■ Excerpted passage:
Parents are frightened by an easily accessible drug that many have never even heard of. Stacy Huberty of Hastings, Minnesota learned of synthetic marijuana in a very disturbing way. She received a call from her daughter that her 14-year-old son, Sam, had passed out on the bathroom floor after trying it once. She rushed to the hospital where he had been taken.
"It was extremely scary," Huberty recalled. "I reached over to touch his arm, and he was just cold and clammy. I didn't know if he was going to die."
After spending five hours with Sam in the emergency room, the distraught mom spoke to a police officer who was in the hospital's hallway. Hoping to hold someone accountable for giving her teenager this harmful substance to smoke, Huberty asked the officer what he knew about synthetic marijuana. The officer's response "floored" her.
"There is nothing that can be done," she says he told her, "it's not an illegal substance to have" and "no charges could be filed."
Her painfully-shy son remembers the moment that nearly cost him his life, and the simple question from his cousin that sparked his decision.
"He asked me if I wanted to get high, and I said yeah," Sam Huberty said. "He was like, 'It's kind of like pot. It's legal.'"
Though they may be powerless, police departments around Minneapolis say they are angry that so many of their young people are ending up in the hospital, often suffering from seizures.
"It is very frustrating to us, because there is nothing we can do about it," said Det. Dan Schoen of the Cottage Grove Police Department. "They are not going to stop selling it until they absolutely are forced to."
Paul Hausladen has a ready warning for parents.
"The people that are buying it have no idea how strong it is," he said. "I don't want anyone to go down the same path I went down."

■ Questions on the material:
1 – In the article on synthetic marijuana, how old was Sam Huberty when he passed out after trying the drug?
2 – According to the article on synthetic marijuana, why did the police officer tell Stacy Huberty that nothing could be done about her son's case?
Rely only on the article on synthetic marijuana for your answers.

■ Listed entries:
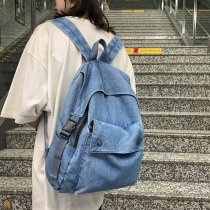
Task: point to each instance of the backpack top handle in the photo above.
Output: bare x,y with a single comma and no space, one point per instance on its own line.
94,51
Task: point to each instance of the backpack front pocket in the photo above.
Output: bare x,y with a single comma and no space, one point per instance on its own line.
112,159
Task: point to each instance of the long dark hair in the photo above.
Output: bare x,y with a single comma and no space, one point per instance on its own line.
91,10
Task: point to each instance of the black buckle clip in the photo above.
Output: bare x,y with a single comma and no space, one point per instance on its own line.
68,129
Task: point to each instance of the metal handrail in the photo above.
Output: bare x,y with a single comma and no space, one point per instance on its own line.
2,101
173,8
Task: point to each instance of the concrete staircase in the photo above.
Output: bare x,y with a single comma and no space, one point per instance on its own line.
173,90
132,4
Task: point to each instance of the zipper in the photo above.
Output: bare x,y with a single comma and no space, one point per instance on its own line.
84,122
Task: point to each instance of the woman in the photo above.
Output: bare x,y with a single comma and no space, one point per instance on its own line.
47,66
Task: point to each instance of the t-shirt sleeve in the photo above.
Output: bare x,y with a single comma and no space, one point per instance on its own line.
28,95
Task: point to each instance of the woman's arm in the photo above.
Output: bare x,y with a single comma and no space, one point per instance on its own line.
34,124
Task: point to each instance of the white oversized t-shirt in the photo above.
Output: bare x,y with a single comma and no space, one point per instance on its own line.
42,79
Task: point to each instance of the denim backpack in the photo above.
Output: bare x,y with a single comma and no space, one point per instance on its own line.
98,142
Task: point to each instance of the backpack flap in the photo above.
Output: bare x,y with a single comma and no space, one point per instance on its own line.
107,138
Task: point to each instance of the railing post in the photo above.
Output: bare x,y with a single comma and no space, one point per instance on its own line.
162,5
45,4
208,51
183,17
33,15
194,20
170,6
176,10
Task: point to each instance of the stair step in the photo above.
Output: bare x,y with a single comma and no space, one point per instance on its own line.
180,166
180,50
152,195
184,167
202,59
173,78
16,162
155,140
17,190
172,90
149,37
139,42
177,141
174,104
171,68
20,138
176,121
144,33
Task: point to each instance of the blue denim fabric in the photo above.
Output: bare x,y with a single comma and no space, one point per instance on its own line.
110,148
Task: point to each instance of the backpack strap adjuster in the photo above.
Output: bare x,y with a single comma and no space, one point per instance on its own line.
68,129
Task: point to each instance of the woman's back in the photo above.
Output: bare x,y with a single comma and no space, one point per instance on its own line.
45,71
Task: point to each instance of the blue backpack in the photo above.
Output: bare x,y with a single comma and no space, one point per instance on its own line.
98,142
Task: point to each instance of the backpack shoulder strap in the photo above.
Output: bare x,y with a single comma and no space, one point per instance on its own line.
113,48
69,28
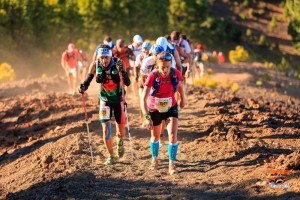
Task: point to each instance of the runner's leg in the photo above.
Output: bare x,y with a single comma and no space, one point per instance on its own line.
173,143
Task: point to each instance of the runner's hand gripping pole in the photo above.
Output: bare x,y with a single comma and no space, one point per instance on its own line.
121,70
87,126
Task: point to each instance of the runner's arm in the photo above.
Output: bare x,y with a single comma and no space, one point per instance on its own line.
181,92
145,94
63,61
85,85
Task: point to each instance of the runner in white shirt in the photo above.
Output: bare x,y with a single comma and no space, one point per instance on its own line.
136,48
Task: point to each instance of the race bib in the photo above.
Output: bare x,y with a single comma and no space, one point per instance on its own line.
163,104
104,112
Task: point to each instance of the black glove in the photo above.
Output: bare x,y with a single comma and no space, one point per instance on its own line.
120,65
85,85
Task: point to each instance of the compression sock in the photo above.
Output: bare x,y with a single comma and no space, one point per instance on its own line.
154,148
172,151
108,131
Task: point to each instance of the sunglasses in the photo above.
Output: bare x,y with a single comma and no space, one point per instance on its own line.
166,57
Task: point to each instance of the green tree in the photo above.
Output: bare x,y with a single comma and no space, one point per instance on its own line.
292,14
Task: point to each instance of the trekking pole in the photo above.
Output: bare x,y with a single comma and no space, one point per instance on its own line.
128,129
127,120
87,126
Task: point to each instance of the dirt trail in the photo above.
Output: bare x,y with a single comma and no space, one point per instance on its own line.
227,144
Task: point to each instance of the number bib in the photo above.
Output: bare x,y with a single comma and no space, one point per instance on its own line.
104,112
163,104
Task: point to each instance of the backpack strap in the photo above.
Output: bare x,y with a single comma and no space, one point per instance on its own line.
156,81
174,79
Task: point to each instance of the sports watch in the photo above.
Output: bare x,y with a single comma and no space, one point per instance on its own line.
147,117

■ Solutions below:
1 – He was 14 years old.

2 – The officer said synthetic marijuana was not an illegal substance to have. Because of that, no charges could be filed against anyone.